Entries from a dataset
----

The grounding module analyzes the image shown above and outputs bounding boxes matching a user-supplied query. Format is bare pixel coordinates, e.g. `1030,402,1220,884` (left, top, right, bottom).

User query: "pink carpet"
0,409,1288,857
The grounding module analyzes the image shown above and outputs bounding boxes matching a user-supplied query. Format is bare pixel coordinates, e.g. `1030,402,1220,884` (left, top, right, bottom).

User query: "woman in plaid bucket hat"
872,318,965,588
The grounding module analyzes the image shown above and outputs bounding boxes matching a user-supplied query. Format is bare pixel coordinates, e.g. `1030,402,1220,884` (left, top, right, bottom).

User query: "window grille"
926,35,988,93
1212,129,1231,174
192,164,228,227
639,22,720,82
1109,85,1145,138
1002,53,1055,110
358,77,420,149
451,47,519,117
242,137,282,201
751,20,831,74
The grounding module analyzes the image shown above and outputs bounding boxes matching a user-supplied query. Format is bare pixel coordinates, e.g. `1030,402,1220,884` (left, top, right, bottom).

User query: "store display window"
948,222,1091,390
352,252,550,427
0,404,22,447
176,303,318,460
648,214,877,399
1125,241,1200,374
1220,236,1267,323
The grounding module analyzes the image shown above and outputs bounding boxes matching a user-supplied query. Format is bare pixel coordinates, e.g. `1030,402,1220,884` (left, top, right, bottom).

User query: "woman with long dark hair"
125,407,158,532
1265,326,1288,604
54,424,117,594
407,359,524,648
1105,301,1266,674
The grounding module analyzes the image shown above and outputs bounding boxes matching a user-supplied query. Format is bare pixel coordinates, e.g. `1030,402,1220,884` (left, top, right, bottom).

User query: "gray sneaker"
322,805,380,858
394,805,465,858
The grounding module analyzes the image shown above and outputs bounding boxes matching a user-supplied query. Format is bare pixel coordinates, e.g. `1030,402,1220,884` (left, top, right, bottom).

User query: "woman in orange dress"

----

Rewrite the data above, substituting "detection module" for each occurrence of "grounding module". Leave everything else unchanged.

Output for this exercise —
The detection module analyzes the image shown above and outputs bounding boxes matching a user-supplied query. Format is bare pixel coordinates, e.g. `1030,402,1220,884` (left, top, right, bottom).

User query: "pink carpet"
0,409,1288,857
The detection module analyzes the image shown above and outputs bounding boxes matching a user-supplied query. Format is bare pixel coordinates, e.g. `1030,402,1220,884` (left, top, right, bottom).

User query: "woman in plaid bucket hat"
872,318,965,588
The detection module analyzes the image shown above and outputs bounding boxes matching a user-supplied query. Format is bare pixel coordinates, e.g. `1030,402,1220,884` (left, top, right, bottom).

User query: "window grille"
926,35,988,93
1212,129,1231,174
192,164,228,227
639,22,720,82
1109,85,1145,138
1002,53,1055,110
358,77,420,149
451,47,519,117
242,137,282,201
751,20,831,74
The detection module analyzes the image shown above and outputs bounding boxes matching a user-supplied query. Format is bare pixel coordinates, e.g. `1030,402,1220,884` (left, top, right, bottom).

User query: "store display window"
948,222,1091,390
352,252,550,427
0,404,22,447
176,303,318,460
648,214,877,399
1125,241,1200,374
1220,236,1267,323
The detection module analyzes the image shown above and outputs bounding boxes matching a user-supplied query. Format is bare pixel coordinates, e.g. `1030,402,1220,884` (left, top, right, bottom).

User query: "woman with long dark hair"
125,407,158,532
1265,326,1288,604
54,424,117,594
407,359,524,648
1105,301,1266,674
The detection module analyzes the image shown above and outputs bounding boxes matching a user-supplied query. Format is bare pixel coordinates, e.g. `1030,402,1220,884` (left, top, right, bottom).

User query: "gray sneaker"
322,805,380,858
394,805,465,858
The detection module analyzes the image shown above and outputs bounding boxes matching a user-supplied query. Format is bare pixel coordinates, e.g. `1030,402,1220,884` (left, top, right, bottom).

User query: "woman in orange dress"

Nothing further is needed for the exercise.